### Quoted passage
_____

Understanding the economic impact of forestry and tree farms in the region, Southeastern leaders are pushing back. Gov. Nathan Deal’s 2012 executive order forbids state government construction projects from seeking LEED certification. Alabama and Mississippi enacted bans; a ban is under consideration in North Carolina; South Carolina prohibits state projects from earning points from FSC wood and Florida legislaton encourages the use of local wood. 

While the certification is voluntary, the dominant role of LEED as a rating system for "sustainable" practices in construction could push Georgia’s forestry industry into a corner, shrinking the marketplace for Georgia’s product or forcing foresters to adopt the costlier FSC standard. In fact, a new study comparing the standards maintains that continuing competition among the certification standards will temper the economic impact on the industry and on the costs. 

The study by EconoSTATS, a George Mason University project, found that "the FSC standards impose significantly higher costs and lead to significantly lower output (in the South the most significant negative economic impacts were associated with designating certain forests as ‘plantations’).  Higher costs and lower output lead to lower economic activity including lost jobs, incomes, and tax revenues."

_____

### Dataset excerpt
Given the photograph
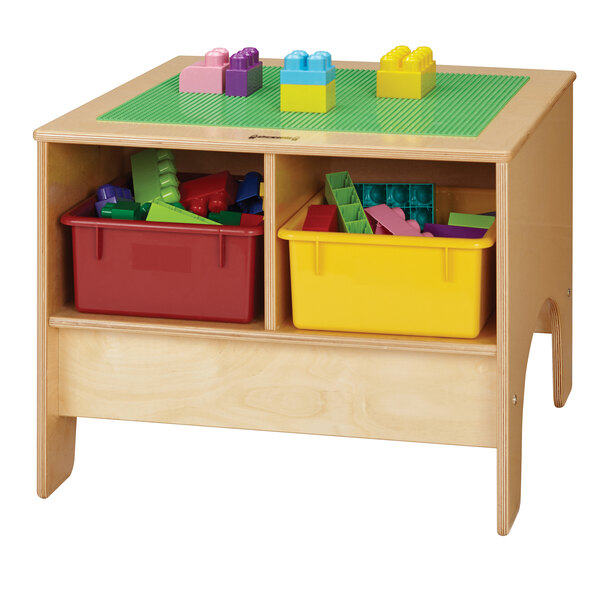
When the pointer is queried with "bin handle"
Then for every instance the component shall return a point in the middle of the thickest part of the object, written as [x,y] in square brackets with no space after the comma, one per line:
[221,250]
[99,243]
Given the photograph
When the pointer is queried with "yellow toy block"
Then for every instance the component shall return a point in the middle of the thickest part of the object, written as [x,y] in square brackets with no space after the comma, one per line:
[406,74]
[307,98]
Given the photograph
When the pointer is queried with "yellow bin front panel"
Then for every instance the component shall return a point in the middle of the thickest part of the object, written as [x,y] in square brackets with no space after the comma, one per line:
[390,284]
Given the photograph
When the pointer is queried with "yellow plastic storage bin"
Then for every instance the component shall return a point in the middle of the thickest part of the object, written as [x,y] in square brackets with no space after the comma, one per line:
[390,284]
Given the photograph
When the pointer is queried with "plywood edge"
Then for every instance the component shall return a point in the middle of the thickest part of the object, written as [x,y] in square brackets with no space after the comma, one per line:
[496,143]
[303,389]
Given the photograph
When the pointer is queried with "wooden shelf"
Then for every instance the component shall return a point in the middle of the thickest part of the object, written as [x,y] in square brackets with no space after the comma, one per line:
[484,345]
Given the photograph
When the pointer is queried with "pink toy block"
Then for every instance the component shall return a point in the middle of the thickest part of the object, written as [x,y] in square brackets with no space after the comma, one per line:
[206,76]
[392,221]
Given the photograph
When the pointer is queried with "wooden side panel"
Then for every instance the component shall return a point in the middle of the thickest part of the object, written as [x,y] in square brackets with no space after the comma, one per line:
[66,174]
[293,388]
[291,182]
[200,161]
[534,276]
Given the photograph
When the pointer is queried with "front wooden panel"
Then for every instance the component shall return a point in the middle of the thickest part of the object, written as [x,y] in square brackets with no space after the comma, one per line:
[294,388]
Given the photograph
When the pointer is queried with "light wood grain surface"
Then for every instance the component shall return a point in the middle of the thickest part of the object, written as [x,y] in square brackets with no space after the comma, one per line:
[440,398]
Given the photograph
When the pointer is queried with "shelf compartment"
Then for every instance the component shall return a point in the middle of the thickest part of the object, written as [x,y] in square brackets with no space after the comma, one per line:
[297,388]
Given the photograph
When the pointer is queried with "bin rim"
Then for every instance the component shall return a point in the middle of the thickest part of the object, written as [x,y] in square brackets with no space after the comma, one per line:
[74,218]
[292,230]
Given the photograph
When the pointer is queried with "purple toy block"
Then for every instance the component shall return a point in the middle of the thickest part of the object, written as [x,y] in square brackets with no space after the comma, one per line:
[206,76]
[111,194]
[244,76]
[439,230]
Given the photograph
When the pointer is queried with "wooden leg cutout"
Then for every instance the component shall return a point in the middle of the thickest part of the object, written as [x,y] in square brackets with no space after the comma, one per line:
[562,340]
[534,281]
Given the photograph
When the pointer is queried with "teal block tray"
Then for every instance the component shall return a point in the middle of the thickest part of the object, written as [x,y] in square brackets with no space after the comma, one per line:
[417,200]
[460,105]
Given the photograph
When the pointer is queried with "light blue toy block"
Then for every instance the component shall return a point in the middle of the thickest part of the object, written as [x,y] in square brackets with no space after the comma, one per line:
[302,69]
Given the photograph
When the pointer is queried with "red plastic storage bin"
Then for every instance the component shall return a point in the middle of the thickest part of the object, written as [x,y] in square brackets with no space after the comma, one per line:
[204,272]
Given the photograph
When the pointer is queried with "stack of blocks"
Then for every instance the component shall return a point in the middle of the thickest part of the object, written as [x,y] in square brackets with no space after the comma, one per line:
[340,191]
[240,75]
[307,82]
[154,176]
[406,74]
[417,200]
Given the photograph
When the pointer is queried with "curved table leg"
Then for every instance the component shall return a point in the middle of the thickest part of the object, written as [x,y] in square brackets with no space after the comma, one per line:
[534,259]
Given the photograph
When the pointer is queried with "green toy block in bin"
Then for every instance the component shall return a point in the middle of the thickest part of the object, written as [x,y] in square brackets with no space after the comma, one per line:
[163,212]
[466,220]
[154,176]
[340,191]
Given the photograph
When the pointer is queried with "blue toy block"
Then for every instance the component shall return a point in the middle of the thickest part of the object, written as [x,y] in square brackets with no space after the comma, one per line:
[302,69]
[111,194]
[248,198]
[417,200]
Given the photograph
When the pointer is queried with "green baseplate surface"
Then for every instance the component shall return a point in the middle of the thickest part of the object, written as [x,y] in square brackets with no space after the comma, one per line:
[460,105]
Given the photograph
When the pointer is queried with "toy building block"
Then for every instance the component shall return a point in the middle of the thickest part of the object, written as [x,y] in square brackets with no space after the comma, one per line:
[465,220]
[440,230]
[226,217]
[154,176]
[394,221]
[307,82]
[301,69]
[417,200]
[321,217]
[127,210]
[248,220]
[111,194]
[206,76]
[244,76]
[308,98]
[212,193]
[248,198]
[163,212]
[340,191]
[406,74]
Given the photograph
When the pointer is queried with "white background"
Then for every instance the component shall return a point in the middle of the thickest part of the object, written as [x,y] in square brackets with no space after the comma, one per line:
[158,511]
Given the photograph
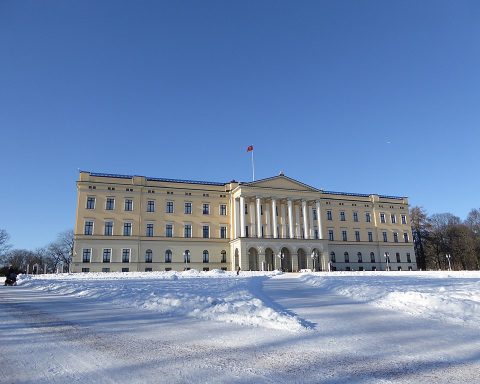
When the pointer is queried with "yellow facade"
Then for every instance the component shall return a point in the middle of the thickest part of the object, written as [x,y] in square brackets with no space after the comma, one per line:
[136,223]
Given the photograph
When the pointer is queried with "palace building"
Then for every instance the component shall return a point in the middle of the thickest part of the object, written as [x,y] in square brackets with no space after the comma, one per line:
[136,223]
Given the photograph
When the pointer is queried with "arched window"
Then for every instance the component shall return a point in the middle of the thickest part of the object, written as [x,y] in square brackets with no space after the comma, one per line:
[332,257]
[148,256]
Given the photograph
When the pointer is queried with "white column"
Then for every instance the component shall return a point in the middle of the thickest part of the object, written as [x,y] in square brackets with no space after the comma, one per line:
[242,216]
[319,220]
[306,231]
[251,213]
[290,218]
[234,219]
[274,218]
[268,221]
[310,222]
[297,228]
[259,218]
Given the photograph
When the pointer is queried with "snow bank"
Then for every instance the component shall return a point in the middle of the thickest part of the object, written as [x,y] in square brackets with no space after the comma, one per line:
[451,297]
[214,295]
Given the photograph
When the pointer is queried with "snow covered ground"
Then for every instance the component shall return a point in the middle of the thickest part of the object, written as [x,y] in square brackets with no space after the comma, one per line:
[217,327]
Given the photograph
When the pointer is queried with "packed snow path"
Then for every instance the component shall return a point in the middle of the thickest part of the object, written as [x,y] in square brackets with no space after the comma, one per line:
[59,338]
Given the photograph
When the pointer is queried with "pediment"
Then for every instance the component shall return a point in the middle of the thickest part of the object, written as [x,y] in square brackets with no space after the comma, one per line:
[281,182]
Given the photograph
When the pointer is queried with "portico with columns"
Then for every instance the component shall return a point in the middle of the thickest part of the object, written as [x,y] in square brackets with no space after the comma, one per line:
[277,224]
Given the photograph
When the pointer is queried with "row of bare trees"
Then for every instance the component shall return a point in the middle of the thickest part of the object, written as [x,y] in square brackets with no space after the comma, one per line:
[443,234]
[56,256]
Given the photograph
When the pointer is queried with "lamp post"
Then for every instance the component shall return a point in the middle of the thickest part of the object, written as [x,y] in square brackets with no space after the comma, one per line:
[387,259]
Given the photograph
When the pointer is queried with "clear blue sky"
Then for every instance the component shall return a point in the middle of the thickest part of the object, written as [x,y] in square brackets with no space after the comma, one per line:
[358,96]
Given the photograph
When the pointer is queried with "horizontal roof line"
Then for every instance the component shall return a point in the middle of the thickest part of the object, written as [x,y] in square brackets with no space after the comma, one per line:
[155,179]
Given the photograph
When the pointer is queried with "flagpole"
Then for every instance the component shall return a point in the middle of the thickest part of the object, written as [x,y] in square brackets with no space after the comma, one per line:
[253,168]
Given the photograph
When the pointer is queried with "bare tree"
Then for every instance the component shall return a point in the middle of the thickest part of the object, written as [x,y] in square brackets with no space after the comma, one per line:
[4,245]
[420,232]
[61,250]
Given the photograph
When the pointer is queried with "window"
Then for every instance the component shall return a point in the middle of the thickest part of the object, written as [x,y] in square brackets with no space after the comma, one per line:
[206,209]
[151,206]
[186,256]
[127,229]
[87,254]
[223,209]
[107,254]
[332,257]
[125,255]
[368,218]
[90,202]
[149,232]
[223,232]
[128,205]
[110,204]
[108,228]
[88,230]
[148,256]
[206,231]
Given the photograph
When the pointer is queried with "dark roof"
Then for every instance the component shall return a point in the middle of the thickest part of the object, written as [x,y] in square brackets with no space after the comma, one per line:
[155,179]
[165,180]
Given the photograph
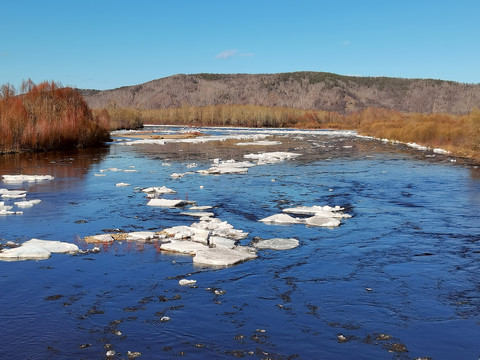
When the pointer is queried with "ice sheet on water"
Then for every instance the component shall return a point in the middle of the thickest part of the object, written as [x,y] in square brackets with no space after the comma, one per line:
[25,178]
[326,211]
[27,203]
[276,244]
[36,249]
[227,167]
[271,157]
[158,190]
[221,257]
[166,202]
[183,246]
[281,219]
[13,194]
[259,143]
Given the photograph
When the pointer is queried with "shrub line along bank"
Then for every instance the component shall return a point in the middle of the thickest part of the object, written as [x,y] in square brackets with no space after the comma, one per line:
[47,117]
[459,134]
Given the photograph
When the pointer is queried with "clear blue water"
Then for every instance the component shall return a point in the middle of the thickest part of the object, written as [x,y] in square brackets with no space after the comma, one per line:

_____

### Task requirements
Return the forestry passage from "While the certification" to "on the costs.", word for word.

### Output below
While the certification is voluntary, the dominant role of LEED as a rating system for "sustainable" practices in construction could push Georgia’s forestry industry into a corner, shrinking the marketplace for Georgia’s product or forcing foresters to adopt the costlier FSC standard. In fact, a new study comparing the standards maintains that continuing competition among the certification standards will temper the economic impact on the industry and on the costs.